* **TEXT PROVIDED**:
=====

I kind of went !@$# when I realized my underbust started measuring around 31in (and my bust is still 37") because my 32s are now too loose for my tastes (I like my bands really really TIGHT or they bug me). it's ridiculous how bras in 32 bands and and below and above DD are so rare or expensive. If I was losing weight last year when I was in graduate school there would simply be no way I could afford to buy myself bras in my size.

I can't really buy any this month, but I think next month I can probably get a new bra or two. If I knew this was going to happen I would have held out on buying a few luxuries :joker:

Magalo
01-31-2012, 01:55 PM
It is sure hard to believe your weight could be so "low" because your idea of what "low" and "healthy" is screwed once you've been so heavy. If you are a 5"0 woman and have been 350lbs all your life, it is sure hard to believe that a healthy range for you is 100-120lbs. But it is! If I was you, I would aim for a high-bmi range (like 23-24 BMI) and see once there. I don't think it's healthy to aim for a goal weight still in the overweight category and plan to stay there without reevaluating at all.

=====

* **INFORMATION PROVIDED**:

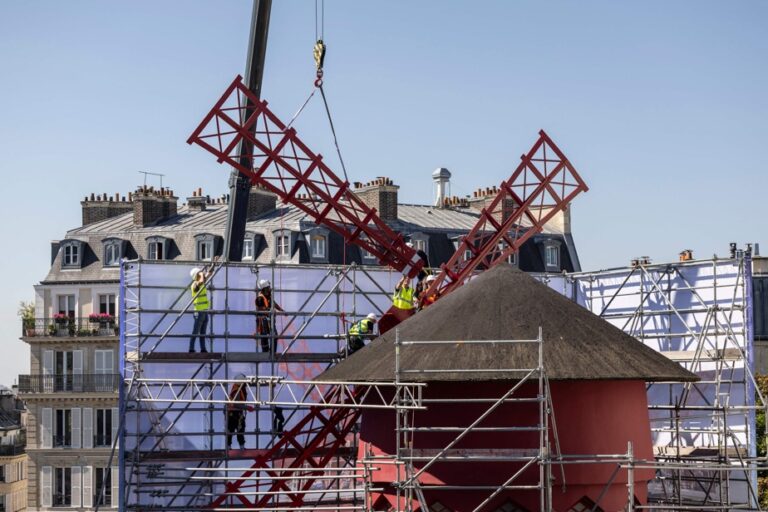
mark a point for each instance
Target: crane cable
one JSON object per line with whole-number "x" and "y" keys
{"x": 318, "y": 53}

=====

From the forum text on weight loss and bra sizes, copy out the stretch from "I can't really" through "reevaluating at all." word for word.

I can't really buy any this month, but I think next month I can probably get a new bra or two. If I knew this was going to happen I would have held out on buying a few luxuries :joker:

Magalo
01-31-2012, 01:55 PM
It is sure hard to believe your weight could be so "low" because your idea of what "low" and "healthy" is screwed once you've been so heavy. If you are a 5"0 woman and have been 350lbs all your life, it is sure hard to believe that a healthy range for you is 100-120lbs. But it is! If I was you, I would aim for a high-bmi range (like 23-24 BMI) and see once there. I don't think it's healthy to aim for a goal weight still in the overweight category and plan to stay there without reevaluating at all.